TASK DIRECTIONS
In the passage on synthetic-to-real domain adaptation below, name the real dataset whose domain Synscapes was tuned to match.

DOCUMENT EXTRACT
Begin

The transfer of knowledge from the synthetic to real domain is not perfect, however, because of the so-called “domain gap,” which describes any difference in the distributions between domains, for example, those found in the color/noise/blur of images, the agent types and behaviors seen, or the sensor responses to weather and lighting. Fortunately, because of the promising rewards that synthetic data has to offer, there has been much investigation in overcoming this obstacle, from modifying network architectures to lessen its impact by learning domain-invariant features, to increasing the realism of the data being rendered to reduce the domain gap preemptively.

Synthetic-to-real domain adaptation (DA) is a field of research which aims to unlock the full potential of synthetic-to-real transfer learning by reducing the impact of the domain gap. Color-space adaptations like the Reinhard method can reduce the domain gap without affecting the image geometry, preserving annotation alignment. Generative Adversarial Networks (GANs) have been applied to reduce domain gap at the pixel level, the feature level, or both by making training examples indistinguishable between domains. Ganin & Lempitsky (2014) demonstrated a simple unsupervised approach to aligning the learned feature space by backpropagating the reversed loss gradient from an auxiliary domain classification head. ADVENT achieved unsupervised DA (UDA) in semantic segmentation via entropy minimization on the target domain predictions, and FADA demonstrated the importance of fine-grained feature alignment at the class level.

Synscapes demonstrated the power of addressing the synth-to-real domain gap at the data generation level, using photorealistic rendering techniques tuned to carefully match to the domain of the real Cityscapes dataset in the sensor, agent, and annotation spaces, producing superior transfer learning results in semantic segmentation and object detection compared to previous synthetic driving datasets. While Synscapes demonstrates the benefit of photorealism in improving synth-to-real transfer learning, it also reveals that the synthetic datasets need not be realistic in order to be useful, as the two less-photorealistic synthetic datasets benchmarked for comparison still show significant improvements across the board when compared with the target-only training, seen in the chart below:

Comparison of transfer learning results from multiple synthetic sources to the target Cityscapes domain on the semantic segmentation task. Note that while the curated photorealism of Synscapes provides superior results, all examples of fine-tuned synth-to-real transfer learning beat the Cityscapes-only benchmarks.

End

ENTRIES PROVIDED

Begin

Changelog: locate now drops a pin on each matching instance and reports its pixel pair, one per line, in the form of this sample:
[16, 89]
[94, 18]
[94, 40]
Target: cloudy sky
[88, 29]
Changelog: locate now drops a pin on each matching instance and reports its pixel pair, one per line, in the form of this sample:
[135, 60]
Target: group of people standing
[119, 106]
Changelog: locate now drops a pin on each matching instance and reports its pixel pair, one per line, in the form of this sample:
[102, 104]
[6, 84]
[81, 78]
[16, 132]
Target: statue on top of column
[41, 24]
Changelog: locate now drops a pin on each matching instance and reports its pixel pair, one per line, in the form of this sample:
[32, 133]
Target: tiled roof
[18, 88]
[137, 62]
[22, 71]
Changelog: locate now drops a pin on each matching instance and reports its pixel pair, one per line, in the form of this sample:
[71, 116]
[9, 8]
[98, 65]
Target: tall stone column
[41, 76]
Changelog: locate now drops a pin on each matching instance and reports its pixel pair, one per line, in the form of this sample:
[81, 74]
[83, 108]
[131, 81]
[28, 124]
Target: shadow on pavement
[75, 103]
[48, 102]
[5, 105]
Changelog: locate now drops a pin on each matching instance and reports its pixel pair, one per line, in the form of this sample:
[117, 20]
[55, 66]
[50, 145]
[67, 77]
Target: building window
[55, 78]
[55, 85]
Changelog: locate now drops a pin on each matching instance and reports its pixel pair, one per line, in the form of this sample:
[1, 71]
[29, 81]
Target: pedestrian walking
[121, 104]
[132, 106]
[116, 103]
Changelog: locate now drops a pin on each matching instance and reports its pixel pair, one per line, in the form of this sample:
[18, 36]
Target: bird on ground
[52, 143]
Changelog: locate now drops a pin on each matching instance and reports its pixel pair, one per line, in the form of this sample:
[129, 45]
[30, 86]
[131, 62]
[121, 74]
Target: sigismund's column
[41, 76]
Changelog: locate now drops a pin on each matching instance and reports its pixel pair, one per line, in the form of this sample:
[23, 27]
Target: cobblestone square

End

COMPLETED TASK
Cityscapes